Rewrite the speaker profile below from "Dominic has spoken" to "little about yourself?", putting "celebrity chefs" wherever "Michelin-star chefs" appears.

- Selected extract
......

Meet the speaker
Introducing one of our highlight Speakers this month, Dominic Soh, a TEDx speaker and international trainer who has worked with organisations like Tesla, National Australia Bank, VW and Australia Post. His goal is to help businesses and their staff develop resilience to thrive in a period of change, transitioning and restructuring.
Dominic has spoken on the TEDx stage twice, trained TEDx speakers and award-winning leaders, ran multiple 100km+ ultra-marathons and interviewed high performers like the U.S. Navy SEALs, Olympians, fighter pilots, surgeons and Michelin-star chefs. Some of his other speaking clients include Google, Intel, New York University, and Guinness Enterprise Centre.
Tell us a little about yourself?
My name is Dominic and I was born in Singapore. I grew up in a safe and supportive family – went to school, went to university, followed the advice of my elders, went to Australia to further my studies, got a job, etc – but deep down inside I felt that there was more to life than merely going through the motions.
While the first 20-25 years of my life was pretty smooth sailing, I wouldn’t say it was remarkable or phenomenal. Moving over to Australia for studies and then for work was one of the most transformative moments in my life. It gave me the opportunity to further explore my potential, to push boundaries, to do things which I wouldn’t have done if I were to remain in my home country.
Did you always know you wanted to become an entrepreneur?
When I was a kid, I was always fascinated by business people. I mean, there’s nothing wrong about being an employee, but I’ve been amazed by those who can actually create opportunities out of almost nothing. My first taste of entrepreneurship was when I baked chocolate chip cookies when I was in university in Singapore and sold them to my friend who was organising some Valentine’s Day activities for his student club.
And my first go in entrepreneurship in Australia was when I charged $5.95 per ticket for students to have coffee with me and receive some career advice. Once I had a taste of what’s really possible – creating value, solving problems, attaining customers, generating revenue, seizing opportunities – I couldn’t stop and I’ve never looked back.
What is your greatest achievement to date?

......

- Data supplied

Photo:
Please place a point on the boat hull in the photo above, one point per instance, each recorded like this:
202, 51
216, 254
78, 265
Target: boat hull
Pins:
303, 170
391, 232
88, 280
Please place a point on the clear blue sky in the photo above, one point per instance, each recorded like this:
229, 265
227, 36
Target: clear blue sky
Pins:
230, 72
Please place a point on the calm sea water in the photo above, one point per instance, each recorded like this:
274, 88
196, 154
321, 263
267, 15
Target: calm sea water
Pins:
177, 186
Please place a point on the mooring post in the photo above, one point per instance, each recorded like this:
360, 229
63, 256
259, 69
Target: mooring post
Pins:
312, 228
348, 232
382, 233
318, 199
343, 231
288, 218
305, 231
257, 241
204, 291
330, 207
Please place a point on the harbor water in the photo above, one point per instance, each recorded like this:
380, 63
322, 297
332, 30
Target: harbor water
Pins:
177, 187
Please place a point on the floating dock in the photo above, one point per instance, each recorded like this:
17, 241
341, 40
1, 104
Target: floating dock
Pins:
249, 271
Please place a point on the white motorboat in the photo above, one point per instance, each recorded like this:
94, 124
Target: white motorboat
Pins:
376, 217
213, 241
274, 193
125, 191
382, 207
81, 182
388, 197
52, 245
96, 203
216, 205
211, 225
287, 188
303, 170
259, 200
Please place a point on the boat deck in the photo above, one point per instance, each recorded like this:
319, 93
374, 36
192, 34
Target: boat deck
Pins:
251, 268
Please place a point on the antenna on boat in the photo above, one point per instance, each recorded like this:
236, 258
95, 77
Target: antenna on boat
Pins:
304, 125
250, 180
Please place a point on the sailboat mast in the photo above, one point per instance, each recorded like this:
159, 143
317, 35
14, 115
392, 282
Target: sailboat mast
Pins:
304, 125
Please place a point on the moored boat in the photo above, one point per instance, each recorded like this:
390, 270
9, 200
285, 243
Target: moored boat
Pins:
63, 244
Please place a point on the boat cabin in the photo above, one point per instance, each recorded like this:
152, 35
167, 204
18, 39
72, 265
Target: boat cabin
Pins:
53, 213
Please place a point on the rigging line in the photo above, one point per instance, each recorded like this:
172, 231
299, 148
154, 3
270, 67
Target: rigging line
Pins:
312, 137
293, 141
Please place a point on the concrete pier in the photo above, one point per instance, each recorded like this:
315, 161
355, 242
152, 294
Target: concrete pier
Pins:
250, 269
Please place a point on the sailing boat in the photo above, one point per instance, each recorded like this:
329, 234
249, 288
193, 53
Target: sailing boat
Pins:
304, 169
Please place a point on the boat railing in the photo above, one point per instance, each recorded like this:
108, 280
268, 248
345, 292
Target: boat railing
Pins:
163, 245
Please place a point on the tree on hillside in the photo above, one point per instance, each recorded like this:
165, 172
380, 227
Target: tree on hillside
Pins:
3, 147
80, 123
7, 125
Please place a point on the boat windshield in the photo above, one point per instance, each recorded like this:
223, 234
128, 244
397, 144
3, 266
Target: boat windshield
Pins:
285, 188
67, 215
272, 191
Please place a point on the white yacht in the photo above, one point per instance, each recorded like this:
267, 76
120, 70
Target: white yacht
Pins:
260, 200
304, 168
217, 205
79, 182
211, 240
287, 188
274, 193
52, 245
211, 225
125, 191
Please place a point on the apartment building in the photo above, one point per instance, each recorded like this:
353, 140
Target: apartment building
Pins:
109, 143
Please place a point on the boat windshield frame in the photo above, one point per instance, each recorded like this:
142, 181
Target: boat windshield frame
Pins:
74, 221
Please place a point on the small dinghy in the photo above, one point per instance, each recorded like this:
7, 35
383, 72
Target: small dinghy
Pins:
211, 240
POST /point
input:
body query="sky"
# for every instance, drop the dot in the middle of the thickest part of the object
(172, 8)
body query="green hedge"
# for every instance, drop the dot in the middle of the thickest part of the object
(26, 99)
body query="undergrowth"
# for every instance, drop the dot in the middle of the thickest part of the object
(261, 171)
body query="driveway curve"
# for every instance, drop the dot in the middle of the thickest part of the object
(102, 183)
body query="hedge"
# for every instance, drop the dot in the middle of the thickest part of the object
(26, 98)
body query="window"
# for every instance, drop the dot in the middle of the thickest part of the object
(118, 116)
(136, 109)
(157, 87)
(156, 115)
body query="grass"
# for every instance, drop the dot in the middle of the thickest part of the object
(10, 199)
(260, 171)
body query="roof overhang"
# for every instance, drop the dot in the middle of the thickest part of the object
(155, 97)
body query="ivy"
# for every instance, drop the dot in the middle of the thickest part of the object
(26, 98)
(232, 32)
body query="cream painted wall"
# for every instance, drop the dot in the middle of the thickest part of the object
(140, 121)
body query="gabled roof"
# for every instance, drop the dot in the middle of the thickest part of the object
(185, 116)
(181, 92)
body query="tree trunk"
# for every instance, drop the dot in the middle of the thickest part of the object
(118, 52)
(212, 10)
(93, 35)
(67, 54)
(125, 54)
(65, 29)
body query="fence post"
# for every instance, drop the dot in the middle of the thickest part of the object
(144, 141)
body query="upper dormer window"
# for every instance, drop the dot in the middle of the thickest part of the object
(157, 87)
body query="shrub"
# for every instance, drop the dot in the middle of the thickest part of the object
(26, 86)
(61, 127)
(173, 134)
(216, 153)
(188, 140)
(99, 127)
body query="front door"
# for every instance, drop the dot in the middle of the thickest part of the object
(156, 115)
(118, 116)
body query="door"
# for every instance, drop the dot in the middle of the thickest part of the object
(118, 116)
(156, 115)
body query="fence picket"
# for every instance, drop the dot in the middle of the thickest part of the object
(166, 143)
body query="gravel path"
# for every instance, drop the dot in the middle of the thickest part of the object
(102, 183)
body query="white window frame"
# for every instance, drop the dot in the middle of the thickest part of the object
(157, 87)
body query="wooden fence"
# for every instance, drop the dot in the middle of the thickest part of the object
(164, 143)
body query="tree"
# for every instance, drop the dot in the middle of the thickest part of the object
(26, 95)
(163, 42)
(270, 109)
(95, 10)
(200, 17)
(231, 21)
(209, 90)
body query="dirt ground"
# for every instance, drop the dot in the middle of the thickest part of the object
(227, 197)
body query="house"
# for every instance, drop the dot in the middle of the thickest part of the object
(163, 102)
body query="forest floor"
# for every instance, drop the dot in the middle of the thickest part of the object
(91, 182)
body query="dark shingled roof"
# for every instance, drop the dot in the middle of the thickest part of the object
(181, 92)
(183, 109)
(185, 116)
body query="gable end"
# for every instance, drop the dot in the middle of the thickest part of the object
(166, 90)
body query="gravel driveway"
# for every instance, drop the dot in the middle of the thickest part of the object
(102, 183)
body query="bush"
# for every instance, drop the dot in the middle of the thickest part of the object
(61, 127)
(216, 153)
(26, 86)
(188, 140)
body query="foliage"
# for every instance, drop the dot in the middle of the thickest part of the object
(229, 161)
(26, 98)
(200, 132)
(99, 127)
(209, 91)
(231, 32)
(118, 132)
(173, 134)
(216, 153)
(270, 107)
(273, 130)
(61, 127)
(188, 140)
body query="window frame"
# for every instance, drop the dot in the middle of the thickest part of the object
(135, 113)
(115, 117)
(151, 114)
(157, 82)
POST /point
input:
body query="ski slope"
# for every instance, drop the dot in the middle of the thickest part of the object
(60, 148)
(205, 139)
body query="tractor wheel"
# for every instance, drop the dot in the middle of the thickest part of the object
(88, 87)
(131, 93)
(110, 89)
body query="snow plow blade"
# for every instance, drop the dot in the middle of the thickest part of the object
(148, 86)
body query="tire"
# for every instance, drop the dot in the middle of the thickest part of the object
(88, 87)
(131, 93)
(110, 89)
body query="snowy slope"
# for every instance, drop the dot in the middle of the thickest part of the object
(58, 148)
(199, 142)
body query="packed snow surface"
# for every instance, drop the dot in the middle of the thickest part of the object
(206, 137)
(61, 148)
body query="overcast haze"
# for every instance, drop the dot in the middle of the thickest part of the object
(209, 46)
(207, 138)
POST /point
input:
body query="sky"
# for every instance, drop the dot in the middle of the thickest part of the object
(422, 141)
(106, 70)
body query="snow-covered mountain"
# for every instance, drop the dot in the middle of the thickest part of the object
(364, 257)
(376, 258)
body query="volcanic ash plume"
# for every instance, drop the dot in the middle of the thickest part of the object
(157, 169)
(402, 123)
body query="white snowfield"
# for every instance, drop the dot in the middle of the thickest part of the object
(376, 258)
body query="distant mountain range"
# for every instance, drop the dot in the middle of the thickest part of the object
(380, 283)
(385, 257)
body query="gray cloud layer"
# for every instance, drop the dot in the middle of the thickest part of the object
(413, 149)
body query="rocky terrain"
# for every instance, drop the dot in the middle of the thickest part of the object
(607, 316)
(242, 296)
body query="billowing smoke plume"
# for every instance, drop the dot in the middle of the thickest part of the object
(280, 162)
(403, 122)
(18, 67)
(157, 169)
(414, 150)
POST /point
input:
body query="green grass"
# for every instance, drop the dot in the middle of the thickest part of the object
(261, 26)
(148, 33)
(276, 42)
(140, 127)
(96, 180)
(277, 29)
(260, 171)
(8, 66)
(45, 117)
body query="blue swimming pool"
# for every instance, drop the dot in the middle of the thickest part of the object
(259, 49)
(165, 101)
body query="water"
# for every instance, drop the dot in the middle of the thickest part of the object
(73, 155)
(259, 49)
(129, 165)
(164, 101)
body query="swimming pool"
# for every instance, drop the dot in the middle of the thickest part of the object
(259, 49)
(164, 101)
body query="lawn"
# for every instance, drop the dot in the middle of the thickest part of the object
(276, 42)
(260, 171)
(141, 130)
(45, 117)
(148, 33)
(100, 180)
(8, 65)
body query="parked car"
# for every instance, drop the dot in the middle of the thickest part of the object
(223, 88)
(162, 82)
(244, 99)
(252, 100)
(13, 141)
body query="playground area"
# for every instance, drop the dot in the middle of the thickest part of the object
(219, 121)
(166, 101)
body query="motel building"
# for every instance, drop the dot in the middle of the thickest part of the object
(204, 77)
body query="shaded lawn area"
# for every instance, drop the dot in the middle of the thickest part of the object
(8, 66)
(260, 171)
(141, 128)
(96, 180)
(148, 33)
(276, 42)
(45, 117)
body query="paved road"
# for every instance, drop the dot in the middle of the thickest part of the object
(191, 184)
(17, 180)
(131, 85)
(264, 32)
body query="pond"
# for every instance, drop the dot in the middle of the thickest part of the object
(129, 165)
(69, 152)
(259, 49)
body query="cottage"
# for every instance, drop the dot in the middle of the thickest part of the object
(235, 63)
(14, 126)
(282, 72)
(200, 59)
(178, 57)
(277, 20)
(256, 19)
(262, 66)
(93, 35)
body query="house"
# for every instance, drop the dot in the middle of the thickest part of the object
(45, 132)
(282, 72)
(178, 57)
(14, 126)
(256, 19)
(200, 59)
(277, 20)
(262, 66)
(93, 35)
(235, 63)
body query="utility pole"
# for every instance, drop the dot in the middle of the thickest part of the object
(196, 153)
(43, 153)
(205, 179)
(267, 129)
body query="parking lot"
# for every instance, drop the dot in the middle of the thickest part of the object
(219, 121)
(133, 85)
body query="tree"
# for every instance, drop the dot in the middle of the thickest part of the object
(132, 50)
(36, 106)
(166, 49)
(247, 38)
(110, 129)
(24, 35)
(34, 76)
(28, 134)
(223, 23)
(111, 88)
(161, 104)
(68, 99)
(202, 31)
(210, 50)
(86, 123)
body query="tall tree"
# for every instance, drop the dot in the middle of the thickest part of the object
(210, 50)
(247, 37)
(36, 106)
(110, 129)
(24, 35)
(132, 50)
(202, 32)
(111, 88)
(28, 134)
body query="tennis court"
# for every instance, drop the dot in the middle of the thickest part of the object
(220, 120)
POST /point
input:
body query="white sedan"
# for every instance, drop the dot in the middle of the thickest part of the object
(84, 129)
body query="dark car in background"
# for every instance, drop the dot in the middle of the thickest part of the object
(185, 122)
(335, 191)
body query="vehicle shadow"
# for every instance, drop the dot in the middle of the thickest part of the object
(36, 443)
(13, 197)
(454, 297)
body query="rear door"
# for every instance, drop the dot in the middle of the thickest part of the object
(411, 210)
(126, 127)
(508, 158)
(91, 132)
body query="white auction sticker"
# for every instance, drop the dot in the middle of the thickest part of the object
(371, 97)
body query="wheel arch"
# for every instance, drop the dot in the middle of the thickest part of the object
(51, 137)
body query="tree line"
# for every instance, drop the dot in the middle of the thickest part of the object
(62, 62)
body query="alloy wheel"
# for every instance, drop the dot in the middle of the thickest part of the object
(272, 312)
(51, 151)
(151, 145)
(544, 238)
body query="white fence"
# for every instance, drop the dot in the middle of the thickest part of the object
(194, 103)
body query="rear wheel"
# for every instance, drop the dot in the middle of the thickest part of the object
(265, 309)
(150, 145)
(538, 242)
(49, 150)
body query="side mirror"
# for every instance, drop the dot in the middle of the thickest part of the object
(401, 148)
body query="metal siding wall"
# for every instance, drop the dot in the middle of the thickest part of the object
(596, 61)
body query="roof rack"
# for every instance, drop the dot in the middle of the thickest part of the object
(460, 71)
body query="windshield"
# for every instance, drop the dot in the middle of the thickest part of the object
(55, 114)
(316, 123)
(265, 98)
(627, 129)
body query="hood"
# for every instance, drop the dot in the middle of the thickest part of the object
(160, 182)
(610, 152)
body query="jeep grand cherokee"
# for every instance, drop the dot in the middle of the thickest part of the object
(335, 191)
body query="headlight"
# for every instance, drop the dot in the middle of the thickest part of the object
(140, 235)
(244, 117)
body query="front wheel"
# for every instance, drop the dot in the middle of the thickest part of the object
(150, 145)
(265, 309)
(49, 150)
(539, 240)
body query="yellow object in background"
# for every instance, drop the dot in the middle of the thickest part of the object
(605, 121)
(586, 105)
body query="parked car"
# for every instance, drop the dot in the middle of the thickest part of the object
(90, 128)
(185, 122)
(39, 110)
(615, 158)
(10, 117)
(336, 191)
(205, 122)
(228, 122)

......

- Exercise output
Dominic has spoken on the TEDx stage twice, trained TEDx speakers and award-winning leaders, ran multiple 100km+ ultra-marathons and interviewed high performers like the U.S. Navy SEALs, Olympians, fighter pilots, surgeons and celebrity chefs. Some of his other speaking clients include Google, Intel, New York University, and Guinness Enterprise Centre.
Tell us a little about yourself?